■ **Tasks to carry out**
1) Answer these questions from the James Coates biography:
(a) In what year did Coates join the National Bank of New Zealand as a teller?
(b) In which honours list was he appointed a Knight Bachelor?
(c) Where was he buried?
2) From the James Coates biography, rewrite the passage that begins at the words "Few men in New" and stops after "and trusted friend.", substituting "warmth" for "geniality".

(Beginning of Page excerpt)

Sir James Hugh Buchanan Coates (9 October 1851 - 11 October 1935) was a New Zealand banker and keen sportsman. He was the general manager of the National Bank of New Zealand for 21 years before retiring from that role in 1914, moving to London and becoming a company director.

==Early life and sporting interests==
Coates was born in George's Bay, Auckland, New Zealand, on 9 October 1851. His father, James Coates, was a prominent pioneer settler of Auckland and a senior official within the administration of the newly established colony.

Coates was educated at the Church of England Grammar School and St John's College, Auckland. With an athletic build, from a young age he was a keen cricketer, played rugby football, rowed and was an excellent shot-putter. Later he played golf, enjoyed horse-racing and was one of the founders of the Auckland Cricket Association and the Auckland Amateur Athletic and Cycle Club.

==Banking career==
In 1869, he was employed by the Bank of New South Wales, for which he worked in both Auckland and Thames, before becoming a teller with the National Bank of New Zealand in Auckland in 1873. He became an accountant in 1875 and manager in 1886, before being appointed general manager of the bank in 1893. After retiring as general manager in 1914 he became a director of the bank at its head office in London. He was also a director of the South British Insurance Company (from 1922 until his death), the Guardian Trust and Executors Company, and he was a valued financial adviser to the Government of New Zealand.

==Honours and awards==
Coates was appointed a Knight Bachelor in the 1922 New Year Honours. In 1935, he was awarded the King George V Silver Jubilee Medal.

==Death==
Coates never married. He died at 84 years of age at his home in St Stephen's Avenue, Parnell, Auckland, on 11 October 1935, after developing bronchial pneumonia. He was buried at Purewa Cemetery in the Auckland suburb of Meadowbank.

At the annual meeting of the South British Insurance Company on 24 October 1935 the chairman of directors, Victor Larner, said of Coates:

Few men in New Zealand were more widely known or more highly esteemed. To Sir James it made no difference whether he was dealing with the highest or the humblest in the land; his geniality and courtesy were unvarying. It was this innate kindliness that won for him such a high place in the regard of the community. By his death the board has lost a valued member and the directors personally an old and trusted friend.

(End of Page excerpt)
(Beginning of Dataset records)

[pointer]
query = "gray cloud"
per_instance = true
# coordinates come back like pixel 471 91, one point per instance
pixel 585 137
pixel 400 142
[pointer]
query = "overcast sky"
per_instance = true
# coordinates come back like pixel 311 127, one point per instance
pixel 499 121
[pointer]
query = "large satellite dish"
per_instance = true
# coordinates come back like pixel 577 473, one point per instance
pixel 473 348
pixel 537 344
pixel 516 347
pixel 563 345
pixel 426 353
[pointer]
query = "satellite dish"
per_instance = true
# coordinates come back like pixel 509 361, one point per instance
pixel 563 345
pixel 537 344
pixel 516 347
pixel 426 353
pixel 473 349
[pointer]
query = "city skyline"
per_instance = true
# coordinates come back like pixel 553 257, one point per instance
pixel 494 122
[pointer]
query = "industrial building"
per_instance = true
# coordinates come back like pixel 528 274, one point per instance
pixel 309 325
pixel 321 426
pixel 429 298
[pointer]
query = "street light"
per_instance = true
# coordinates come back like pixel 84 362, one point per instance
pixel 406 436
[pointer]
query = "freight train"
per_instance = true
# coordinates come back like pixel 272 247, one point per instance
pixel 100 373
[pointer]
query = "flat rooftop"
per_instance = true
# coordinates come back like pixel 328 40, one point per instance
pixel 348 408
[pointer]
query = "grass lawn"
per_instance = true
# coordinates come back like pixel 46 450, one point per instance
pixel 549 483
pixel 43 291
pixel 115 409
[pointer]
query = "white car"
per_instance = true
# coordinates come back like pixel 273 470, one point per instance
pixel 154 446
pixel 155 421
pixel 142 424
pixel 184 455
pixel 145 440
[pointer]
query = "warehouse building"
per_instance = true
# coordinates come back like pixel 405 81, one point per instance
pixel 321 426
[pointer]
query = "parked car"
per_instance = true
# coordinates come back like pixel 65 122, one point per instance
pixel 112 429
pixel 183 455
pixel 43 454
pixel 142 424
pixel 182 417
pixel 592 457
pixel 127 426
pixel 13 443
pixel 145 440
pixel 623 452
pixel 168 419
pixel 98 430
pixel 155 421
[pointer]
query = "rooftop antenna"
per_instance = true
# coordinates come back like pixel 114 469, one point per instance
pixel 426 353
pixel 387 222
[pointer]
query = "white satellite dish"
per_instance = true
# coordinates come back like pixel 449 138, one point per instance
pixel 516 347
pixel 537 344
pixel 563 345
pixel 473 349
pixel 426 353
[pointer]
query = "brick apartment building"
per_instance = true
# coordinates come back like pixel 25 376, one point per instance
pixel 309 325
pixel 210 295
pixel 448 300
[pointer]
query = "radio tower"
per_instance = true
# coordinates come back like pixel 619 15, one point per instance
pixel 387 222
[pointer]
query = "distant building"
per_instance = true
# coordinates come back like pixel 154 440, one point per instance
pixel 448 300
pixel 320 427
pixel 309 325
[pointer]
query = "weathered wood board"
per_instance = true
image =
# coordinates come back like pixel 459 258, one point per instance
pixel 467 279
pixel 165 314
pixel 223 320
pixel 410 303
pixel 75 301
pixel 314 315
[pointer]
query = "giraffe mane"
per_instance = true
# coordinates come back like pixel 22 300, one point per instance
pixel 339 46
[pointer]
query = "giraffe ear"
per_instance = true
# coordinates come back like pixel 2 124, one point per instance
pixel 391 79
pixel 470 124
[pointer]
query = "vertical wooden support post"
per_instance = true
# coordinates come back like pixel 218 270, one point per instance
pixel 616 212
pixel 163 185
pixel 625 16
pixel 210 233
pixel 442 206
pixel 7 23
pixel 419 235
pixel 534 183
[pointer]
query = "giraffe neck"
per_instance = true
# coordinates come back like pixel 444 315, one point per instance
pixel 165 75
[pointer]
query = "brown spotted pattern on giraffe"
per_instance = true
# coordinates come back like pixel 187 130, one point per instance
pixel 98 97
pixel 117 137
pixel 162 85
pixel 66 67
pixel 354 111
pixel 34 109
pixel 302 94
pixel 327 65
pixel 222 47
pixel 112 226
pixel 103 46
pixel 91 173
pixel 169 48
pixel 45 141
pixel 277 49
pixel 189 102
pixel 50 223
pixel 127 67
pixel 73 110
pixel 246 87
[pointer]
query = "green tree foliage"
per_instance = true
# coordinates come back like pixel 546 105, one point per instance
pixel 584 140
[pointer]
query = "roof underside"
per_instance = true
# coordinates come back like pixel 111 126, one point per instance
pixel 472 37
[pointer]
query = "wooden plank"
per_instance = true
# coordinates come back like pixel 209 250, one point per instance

(End of Dataset records)

■ **Written responses**
1)
(a) 1873
(b) The 1922 New Year Honours
(c) Purewa Cemetery, in the Auckland suburb of Meadowbank

2)
Few men in New Zealand were more widely known or more highly esteemed. To Sir James it made no difference whether he was dealing with the highest or the humblest in the land; his warmth and courtesy were unvarying. It was this innate kindliness that won for him such a high place in the regard of the community. By his death the board has lost a valued member and the directors personally an old and trusted friend.